EXCERPT TO READ
────────────────────────────────────────

Rookie ASIO agent foiled Christmas Day terrorists

Rookie ASIO agent foiled Christmas Day terrorists, by Tessa Akerman.

A rookie female ASIO officer helped thwart what would have been Australia’s worst terrorist attack when she spotted young men visiting a chemist shop late at night to gather bomb-making chemicals.

New details of how close a terror cell came to pulling off horrific attacks on Christmas Day in Melbourne in 2016 can be revealed today for the first time after a court yesterday lifted a suppression order.

Australia’s spy chief, Duncan Lewis, has told how an 11th-hour tip from the new ASIO recruit helped authorities foil martyrdom missions using vehicles, knives and suicide vests at crowded Melbourne landmarks including Federation Square, Flinders Street Station and St Paul’s Cathedral at Christmas time 2016. …

Four Sunni Muslim men, all home-grown jihadis, were ­arrested at gunpoint on December 22, 2016, and charged with conspiring to carry out acts in preparation for a terrorist attack, as authorities rushed to prevent a likely attack on Christmas Day.

────────────────────────────────────────

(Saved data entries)
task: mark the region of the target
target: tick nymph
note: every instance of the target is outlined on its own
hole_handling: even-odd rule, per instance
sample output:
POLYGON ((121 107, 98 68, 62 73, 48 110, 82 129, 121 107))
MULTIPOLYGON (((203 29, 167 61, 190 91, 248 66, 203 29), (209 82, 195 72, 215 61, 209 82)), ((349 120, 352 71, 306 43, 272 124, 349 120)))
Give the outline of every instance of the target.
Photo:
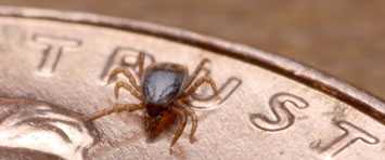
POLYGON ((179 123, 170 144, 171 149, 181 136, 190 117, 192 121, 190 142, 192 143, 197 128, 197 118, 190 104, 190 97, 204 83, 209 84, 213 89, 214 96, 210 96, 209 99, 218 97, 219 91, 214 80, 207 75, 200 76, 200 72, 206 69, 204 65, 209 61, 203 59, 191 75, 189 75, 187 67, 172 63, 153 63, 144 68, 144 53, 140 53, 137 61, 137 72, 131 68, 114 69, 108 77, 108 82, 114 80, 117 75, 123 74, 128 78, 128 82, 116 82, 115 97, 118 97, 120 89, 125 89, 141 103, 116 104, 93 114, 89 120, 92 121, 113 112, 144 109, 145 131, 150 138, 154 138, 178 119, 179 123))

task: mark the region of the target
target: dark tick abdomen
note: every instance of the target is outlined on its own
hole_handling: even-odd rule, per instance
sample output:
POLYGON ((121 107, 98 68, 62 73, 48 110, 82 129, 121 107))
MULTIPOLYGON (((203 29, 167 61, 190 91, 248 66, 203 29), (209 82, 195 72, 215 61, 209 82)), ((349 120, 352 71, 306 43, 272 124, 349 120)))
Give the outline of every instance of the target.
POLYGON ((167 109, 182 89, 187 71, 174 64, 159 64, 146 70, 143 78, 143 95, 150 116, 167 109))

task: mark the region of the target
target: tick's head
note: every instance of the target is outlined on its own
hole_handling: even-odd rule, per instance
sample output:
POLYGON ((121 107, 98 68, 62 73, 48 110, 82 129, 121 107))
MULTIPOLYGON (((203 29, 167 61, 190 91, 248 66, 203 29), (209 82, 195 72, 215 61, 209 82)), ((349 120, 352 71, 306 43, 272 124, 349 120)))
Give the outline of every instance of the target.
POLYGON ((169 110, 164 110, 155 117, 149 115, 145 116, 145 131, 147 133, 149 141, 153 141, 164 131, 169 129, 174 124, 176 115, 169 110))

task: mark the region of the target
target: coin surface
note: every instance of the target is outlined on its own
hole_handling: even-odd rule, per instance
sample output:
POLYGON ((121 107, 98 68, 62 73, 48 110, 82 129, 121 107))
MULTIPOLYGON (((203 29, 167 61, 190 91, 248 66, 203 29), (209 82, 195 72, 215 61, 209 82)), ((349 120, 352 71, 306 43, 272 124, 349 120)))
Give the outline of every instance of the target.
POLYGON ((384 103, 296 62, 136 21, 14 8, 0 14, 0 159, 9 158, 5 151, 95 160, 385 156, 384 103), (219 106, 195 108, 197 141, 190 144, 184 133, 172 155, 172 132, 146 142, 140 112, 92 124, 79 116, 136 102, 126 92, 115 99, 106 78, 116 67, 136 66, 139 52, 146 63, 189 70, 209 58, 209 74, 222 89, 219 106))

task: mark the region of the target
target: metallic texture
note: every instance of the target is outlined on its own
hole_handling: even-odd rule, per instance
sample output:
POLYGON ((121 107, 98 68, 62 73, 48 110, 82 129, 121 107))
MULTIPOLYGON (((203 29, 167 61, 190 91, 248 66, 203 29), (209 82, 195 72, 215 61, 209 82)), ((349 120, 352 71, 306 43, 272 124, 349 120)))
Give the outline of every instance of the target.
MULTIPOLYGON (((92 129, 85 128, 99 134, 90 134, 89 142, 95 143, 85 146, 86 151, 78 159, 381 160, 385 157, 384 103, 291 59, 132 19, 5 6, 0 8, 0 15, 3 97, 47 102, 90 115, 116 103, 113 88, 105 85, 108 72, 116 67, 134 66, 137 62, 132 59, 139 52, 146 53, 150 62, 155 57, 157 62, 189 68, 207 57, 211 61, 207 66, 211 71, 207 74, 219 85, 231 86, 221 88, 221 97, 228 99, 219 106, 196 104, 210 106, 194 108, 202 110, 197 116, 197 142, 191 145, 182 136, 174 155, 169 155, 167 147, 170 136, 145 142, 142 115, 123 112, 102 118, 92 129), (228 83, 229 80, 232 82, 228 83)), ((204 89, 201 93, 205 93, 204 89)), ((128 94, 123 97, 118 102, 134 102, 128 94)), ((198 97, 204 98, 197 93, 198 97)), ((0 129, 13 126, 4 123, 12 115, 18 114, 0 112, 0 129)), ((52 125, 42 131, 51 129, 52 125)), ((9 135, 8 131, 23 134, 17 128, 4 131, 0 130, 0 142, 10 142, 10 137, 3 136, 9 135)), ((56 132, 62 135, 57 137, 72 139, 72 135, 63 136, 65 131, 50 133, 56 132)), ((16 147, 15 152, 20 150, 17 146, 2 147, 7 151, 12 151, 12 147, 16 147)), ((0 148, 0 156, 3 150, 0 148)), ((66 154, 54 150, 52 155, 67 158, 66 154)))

────────────────────────────────────────

REQUIREMENT 1
Summarize the article on the foiled Christmas Day terror plot in two sentences.
REQUIREMENT 2
Quote the article on the foiled Christmas Day terror plot from "Four Sunni Muslim" up to and including "on Christmas Day.".

RESPONSE AREA 1
A rookie female ASIO officer helped thwart a planned terrorist attack in Melbourne on Christmas Day 2016 after she spotted young men visiting a chemist shop late at night to gather bomb-making chemicals. The plot involved vehicles, knives and suicide vests at crowded landmarks such as Federation Square, Flinders Street Station and St Paul's Cathedral, and four men were arrested at gunpoint on December 22, 2016, and charged with conspiring to carry out acts in preparation for a terrorist attack.

RESPONSE AREA 2
Four Sunni Muslim men, all home-grown jihadis, were ­arrested at gunpoint on December 22, 2016, and charged with conspiring to carry out acts in preparation for a terrorist attack, as authorities rushed to prevent a likely attack on Christmas Day.